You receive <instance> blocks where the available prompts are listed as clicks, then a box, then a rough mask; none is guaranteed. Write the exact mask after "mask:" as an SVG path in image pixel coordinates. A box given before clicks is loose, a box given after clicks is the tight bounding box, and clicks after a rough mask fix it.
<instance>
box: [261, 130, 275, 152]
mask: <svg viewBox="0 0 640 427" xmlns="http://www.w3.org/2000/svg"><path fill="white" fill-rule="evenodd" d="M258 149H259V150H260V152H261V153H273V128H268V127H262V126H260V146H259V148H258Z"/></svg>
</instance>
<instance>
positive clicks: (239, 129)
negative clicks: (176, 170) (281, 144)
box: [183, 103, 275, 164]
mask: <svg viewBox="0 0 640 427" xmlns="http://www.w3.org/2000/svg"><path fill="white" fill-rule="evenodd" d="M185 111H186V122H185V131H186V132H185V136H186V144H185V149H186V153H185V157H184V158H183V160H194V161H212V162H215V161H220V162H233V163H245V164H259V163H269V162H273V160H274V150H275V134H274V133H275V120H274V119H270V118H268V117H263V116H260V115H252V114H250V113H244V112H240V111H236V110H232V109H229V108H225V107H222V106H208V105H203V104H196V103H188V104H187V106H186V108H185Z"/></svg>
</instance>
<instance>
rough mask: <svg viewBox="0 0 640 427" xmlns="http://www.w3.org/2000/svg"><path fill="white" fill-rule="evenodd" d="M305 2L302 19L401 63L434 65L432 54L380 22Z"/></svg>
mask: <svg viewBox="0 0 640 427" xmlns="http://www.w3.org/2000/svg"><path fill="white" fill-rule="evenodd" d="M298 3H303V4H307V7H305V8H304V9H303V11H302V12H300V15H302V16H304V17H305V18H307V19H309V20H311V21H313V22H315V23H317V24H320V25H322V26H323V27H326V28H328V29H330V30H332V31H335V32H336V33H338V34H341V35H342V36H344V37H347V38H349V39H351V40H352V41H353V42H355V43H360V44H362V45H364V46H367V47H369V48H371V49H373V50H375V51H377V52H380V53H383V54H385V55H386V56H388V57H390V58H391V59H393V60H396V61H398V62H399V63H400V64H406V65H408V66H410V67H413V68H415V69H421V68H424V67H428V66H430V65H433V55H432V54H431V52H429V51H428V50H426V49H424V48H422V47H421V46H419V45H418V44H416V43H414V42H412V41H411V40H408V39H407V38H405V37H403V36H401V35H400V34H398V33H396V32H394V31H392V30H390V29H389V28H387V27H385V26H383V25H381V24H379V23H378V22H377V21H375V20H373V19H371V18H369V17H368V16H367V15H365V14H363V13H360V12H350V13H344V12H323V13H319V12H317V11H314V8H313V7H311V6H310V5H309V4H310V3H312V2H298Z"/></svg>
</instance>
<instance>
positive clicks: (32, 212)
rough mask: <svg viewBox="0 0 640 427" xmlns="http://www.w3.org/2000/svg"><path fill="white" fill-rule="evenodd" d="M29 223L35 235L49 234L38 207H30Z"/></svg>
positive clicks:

> TASK: Please count the lines in the records above that contain the word "positive", and give only that number.

> REPLY TO THE TASK: 3